Only lines containing the word "foundation" are needed; pull them out of the material.

Start of EXERCISE INPUT

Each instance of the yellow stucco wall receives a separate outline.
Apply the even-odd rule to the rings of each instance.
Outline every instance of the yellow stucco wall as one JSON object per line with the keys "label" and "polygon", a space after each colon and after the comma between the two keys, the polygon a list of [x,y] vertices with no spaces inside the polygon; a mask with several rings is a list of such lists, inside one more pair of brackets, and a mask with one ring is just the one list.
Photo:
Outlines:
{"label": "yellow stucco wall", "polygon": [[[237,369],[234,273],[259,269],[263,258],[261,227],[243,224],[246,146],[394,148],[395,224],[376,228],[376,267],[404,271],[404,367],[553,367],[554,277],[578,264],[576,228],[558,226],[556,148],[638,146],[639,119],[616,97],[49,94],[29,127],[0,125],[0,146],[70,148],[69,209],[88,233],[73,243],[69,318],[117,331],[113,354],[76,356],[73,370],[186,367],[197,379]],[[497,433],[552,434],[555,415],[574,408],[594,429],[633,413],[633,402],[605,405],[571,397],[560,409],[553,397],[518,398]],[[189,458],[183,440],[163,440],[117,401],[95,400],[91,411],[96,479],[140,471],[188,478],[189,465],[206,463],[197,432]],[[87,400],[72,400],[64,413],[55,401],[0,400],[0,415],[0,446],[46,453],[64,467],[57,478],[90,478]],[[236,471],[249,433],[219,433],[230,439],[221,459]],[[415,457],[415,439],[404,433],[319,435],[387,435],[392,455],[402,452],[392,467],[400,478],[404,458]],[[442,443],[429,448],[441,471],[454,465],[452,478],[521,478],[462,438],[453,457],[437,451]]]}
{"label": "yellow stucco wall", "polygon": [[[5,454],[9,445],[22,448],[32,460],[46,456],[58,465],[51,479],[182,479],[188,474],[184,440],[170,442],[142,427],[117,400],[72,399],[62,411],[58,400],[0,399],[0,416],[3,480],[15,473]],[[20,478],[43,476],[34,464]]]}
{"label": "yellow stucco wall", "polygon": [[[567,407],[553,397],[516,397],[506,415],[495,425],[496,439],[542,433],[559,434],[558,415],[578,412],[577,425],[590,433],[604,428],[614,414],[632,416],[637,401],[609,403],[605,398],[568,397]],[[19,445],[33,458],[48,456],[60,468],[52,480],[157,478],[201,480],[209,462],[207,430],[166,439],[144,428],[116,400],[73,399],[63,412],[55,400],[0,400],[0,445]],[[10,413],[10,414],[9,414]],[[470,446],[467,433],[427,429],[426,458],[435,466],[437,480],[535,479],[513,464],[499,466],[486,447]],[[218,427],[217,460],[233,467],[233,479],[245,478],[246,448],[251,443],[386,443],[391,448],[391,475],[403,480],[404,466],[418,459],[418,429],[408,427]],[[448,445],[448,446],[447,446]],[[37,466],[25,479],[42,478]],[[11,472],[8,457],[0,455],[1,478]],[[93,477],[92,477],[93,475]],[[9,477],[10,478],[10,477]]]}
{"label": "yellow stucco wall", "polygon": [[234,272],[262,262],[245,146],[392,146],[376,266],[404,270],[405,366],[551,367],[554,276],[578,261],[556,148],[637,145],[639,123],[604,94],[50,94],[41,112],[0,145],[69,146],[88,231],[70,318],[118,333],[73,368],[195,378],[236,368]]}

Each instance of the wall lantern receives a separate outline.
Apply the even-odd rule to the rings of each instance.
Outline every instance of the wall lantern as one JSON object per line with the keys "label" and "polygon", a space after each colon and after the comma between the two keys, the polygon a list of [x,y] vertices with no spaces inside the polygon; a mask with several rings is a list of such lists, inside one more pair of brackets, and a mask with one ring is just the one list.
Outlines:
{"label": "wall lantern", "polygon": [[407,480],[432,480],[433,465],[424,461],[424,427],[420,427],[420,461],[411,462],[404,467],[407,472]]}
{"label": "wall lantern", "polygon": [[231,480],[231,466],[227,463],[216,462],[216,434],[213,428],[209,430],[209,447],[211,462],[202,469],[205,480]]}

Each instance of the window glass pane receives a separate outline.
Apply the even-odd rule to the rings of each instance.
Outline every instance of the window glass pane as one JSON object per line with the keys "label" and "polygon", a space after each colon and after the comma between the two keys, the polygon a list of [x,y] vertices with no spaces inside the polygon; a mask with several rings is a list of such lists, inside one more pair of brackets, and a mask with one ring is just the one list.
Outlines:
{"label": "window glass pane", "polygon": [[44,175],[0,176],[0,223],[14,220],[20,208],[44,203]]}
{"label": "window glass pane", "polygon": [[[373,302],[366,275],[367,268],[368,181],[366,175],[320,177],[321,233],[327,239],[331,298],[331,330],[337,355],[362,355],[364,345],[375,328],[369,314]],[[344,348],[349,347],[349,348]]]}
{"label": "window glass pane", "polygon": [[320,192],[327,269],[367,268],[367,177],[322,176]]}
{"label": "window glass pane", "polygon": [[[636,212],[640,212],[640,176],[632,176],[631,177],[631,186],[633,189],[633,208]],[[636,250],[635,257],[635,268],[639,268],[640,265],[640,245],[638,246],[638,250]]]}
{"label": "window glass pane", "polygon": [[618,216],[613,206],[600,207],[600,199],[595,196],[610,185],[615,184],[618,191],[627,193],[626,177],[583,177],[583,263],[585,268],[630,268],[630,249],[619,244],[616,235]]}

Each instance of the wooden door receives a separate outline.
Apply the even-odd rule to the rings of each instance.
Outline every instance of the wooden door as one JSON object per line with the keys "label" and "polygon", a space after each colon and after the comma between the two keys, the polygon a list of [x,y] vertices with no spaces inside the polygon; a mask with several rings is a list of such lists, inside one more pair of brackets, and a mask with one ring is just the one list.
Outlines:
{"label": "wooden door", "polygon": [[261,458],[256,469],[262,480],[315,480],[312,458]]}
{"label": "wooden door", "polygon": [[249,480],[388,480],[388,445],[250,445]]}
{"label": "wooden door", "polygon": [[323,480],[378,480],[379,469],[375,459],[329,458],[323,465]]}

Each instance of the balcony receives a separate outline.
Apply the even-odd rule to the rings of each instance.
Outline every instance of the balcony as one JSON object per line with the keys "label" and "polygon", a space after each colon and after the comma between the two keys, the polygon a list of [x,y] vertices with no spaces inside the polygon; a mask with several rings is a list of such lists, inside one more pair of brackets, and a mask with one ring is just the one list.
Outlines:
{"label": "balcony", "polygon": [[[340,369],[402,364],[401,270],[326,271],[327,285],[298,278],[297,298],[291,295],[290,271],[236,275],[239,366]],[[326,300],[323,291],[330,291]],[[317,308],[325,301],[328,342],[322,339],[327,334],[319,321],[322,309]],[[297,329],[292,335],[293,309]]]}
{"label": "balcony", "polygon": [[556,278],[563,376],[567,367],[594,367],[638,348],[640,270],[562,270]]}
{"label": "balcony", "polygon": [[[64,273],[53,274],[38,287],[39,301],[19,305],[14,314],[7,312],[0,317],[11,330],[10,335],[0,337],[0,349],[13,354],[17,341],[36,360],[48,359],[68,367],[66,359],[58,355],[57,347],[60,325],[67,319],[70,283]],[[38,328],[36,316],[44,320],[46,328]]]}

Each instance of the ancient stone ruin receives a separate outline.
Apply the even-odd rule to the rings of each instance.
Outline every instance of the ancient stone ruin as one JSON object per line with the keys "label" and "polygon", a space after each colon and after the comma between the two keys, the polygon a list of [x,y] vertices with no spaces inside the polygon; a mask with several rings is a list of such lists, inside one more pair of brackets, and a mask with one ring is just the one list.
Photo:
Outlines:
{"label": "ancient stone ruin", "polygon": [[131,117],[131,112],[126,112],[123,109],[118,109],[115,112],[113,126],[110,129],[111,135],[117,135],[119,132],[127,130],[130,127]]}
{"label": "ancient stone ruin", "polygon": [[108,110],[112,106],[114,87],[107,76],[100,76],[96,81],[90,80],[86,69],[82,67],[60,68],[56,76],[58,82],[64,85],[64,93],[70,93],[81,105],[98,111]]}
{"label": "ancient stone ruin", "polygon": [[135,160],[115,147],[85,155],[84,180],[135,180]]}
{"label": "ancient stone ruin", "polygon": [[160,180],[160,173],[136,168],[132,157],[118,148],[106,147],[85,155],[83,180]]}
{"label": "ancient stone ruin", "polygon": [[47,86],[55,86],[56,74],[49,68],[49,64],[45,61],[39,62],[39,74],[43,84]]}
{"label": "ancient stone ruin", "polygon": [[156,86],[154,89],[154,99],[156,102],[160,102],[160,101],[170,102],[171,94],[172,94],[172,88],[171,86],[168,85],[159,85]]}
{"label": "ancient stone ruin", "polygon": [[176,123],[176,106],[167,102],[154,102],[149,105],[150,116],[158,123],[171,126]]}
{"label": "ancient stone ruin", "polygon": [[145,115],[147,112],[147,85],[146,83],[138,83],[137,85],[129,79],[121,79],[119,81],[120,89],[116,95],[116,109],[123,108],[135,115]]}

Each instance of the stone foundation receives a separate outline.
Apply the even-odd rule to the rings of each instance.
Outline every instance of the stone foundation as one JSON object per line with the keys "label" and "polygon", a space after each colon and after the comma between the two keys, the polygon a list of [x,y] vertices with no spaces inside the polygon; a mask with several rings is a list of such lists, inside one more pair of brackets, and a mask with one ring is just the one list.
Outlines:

End of EXERCISE INPUT

> _REPLY_:
Each instance of the stone foundation receives a separate outline.
Outline every instance of the stone foundation as one JSON object per line with the keys "label" and "polygon", a space after each colon and after the comma between the two keys, the polygon a list of [x,y] vertices with no spaces inside the polygon; a mask with several rings is a list of such lists, inside one more pair of brackets, and a mask with one ring is just the one list.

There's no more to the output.